● **Stated exercise 1**
Decide whether each statement agrees with the thread on Gulp exit codes below. Answer yes or no for each and quote the deciding words. (a) Running jshint by hand gives a non-zero exit code. (b) Gulp tasks are synchronous by nature. (c) When a Gulp task gets a stream, it listens only to the 'end' event.
● **Stated exercise 2**
In the thread on Gulp exit codes below, on what service has the answerer been using the fix introduced in the commit?

● **Page text**
————

35

I'm using Gulp in my small project in order to run tests and lint my code. When any of those tasks fail, Gulp always exits with return code 0. If I run jshint by hand, it exits with non-zero code as it should.

Here's my very simple gulpfile.

Do I need to somehow explicitly tell Gulp to return a meaningful value? Is this Gulp's fault, or maybe the gulp-jshint and gulp-jasmine plugins are to blame?

9

A fix has been introduced in this commit.

It works something like this:

gulp.src("src/**/*.js")
  .pipe(jshint())
  .pipe(jshint.reporter("default"))
  .pipe(jshint.reporter("fail"));

I have been using it on circleci and it works a treat!

2
  • Thanks, this is what I was expecting to eventually happen. – Roberto Bonvallet Mar 28 '15 at 19:27
  • Do you know if there is a similar fix for Jasmine? – Roberto Bonvallet Apr 9 '15 at 20:35
12

You need to 'return gulp.src(...' so that the task waits for the returned stream.

EDIT

Gulp tasks are asynchronous by nature. The actual task is not executed yet at the time of 'gulp.src(...).pipe(...);'. In your example, the gulp tasks mark their results as success before the actual tasks are executed.

There are some ways to make gulp to wait for your actual task. Use a callback or return a stream or promise.

https://github.com/gulpjs/gulp/blob/master/docs/API.md#async-task-support

The easiest way is just returning the stream of 'gulp.src(...).pipe(...)'. If gulp task gets a stream, it will listen to 'end' event and 'error' event. They corresponds to return code 0 and 1. So, a full example for your 'lint' task would be:

gulp.task('lint', function () {
    return gulp.src('./*.js')
               .pipe(jshint('jshintrc.json'))
               .pipe(jshint.reporter('jshint-stylish'));
});

A bonus is that now you can measure the actual time spent on your tasks.

2
11

@robrich is right, you have to keep track of exit codes yourself, but there's no need for a forceful approach. The process global is an EventEmitter which you can bind your exit function to.

var exitCode = 0

gulp.task('test', function (done) {
  return require('child_process')
    .spawn('npm', ['test'], {stdio: 'pipe'})

————

● **Extracted records**
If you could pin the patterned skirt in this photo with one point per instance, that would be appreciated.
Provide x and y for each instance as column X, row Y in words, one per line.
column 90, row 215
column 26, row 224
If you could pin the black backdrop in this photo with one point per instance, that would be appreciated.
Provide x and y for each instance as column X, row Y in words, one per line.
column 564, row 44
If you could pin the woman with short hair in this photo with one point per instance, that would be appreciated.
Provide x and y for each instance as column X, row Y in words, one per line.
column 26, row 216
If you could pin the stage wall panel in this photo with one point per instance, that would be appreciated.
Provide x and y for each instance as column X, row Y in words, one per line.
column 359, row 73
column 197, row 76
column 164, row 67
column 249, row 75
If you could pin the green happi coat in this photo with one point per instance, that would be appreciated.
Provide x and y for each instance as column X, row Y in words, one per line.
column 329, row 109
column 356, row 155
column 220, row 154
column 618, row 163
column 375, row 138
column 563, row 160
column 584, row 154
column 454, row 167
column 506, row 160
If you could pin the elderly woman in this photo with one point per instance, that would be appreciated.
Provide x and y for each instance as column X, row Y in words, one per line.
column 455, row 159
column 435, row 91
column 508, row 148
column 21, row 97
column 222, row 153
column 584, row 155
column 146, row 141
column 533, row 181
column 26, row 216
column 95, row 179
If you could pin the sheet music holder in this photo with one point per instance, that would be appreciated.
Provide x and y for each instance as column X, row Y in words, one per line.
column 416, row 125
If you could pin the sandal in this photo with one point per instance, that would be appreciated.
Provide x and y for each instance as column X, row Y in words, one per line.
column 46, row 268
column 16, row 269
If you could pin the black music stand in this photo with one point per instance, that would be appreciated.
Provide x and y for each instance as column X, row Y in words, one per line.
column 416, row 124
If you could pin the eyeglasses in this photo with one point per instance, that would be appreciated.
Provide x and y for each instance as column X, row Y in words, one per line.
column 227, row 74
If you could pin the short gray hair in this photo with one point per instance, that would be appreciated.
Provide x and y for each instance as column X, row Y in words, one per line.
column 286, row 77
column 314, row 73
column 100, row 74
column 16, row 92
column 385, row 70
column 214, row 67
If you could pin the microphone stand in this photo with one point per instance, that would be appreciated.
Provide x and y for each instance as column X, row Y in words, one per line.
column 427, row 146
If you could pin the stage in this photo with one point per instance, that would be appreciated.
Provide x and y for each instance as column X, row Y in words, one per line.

————

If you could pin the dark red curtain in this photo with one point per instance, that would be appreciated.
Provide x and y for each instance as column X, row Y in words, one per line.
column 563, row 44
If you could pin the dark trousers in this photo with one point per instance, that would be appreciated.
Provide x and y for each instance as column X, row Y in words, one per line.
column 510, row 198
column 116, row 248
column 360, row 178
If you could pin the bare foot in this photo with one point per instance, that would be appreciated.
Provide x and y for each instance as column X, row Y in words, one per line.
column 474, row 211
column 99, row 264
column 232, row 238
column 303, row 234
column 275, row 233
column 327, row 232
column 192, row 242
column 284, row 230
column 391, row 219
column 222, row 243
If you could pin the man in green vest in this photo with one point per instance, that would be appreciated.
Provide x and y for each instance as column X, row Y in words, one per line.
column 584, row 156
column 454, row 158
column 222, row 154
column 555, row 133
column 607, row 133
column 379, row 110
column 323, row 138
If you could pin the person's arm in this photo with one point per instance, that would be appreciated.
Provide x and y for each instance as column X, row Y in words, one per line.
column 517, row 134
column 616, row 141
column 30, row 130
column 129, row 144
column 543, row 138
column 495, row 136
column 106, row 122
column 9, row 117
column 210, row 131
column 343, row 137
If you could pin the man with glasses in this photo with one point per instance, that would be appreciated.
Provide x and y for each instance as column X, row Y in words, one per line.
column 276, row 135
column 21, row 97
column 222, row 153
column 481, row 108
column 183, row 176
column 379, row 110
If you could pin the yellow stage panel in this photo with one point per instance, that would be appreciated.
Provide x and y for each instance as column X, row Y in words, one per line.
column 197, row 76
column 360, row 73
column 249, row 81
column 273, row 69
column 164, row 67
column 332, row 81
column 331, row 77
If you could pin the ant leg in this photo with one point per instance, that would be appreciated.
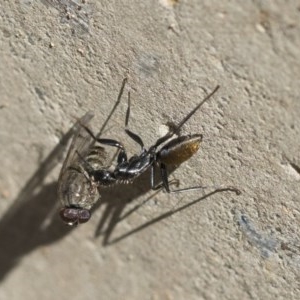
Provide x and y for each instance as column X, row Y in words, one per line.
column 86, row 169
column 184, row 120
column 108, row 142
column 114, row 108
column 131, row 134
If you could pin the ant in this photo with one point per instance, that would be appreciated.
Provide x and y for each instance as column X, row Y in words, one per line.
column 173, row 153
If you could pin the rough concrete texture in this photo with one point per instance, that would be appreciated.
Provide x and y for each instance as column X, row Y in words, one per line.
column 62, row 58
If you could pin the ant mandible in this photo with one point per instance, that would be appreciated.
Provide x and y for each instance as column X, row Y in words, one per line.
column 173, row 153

————

● **Written solution 1**
(a) Yes: "If I run jshint by hand, it exits with non-zero code as it should."
(b) No: "Gulp tasks are asynchronous by nature."
(c) No: "it will listen to 'end' event and 'error' event."

● **Written solution 2**
circleci